◆ TASK REQUIREMENTS
Please translate this sentence from the college application memoir into Spanish: "DD took ballet with her for years."
[PASSAGE — start]
As per Bostonian's post a couple of years ago, I wanted to write a short memoir of our college app experience. Which includes anecdotal stuff of others.

DD does attend a private academic feeder. A school that Stanford, Harvard etc know and accept students each year from the class of 115.

I was helped by a comment Bostonian made about coursera courses. When covid hit and DD's summer diving and research programs got cancelled, she covered with oceanography and marine science at coursera, which helped in the interview when talking about why she wanted Harvard and opportunities for research.

I am going to mention a student we know, because she was interviewed for her process in Toronto Life. Celine Ho. (google search and you can read it) She did not submit her SAT, did not come from any academic high school, no large number of APs, not extraordinary student. But killer essay (DD said). She did a broad spread in the RD and got into UCLA, Princeton, even Caltech. That last one astounds me. This is not a mathy, science kid. DD took ballet with her for years. But in RD, when they say, write your way in, she did.
[PASSAGE — finish]
[PROVIDED RECORDS — start]
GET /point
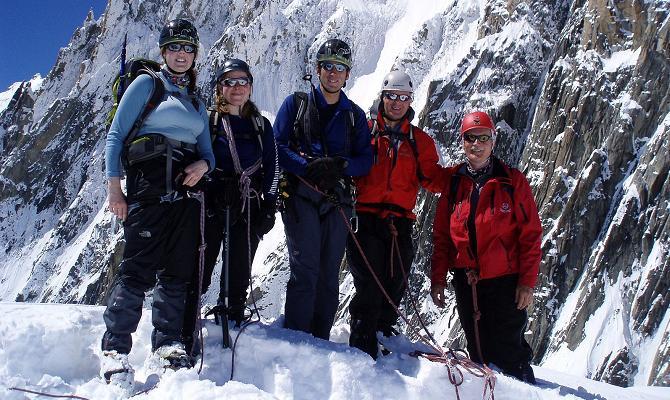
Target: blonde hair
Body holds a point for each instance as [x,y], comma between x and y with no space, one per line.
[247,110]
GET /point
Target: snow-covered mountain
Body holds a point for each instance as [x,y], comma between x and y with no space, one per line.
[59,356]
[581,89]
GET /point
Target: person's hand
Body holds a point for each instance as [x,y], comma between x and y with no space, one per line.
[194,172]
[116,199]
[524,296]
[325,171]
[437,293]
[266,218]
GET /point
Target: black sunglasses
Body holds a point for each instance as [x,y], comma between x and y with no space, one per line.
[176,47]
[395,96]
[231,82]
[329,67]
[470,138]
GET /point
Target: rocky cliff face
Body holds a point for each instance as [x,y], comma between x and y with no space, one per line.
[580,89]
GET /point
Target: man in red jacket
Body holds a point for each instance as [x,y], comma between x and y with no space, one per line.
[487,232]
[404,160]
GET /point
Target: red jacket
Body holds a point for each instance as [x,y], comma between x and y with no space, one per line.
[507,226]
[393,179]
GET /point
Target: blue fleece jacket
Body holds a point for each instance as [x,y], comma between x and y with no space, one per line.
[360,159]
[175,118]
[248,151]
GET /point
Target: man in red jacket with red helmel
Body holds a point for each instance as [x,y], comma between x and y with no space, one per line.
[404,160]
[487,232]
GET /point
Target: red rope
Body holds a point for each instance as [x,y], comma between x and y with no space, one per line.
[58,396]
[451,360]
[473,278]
[PROVIDED RECORDS — finish]
◆ RESPONSE AREA
DD tomó clases de ballet con ella durante años.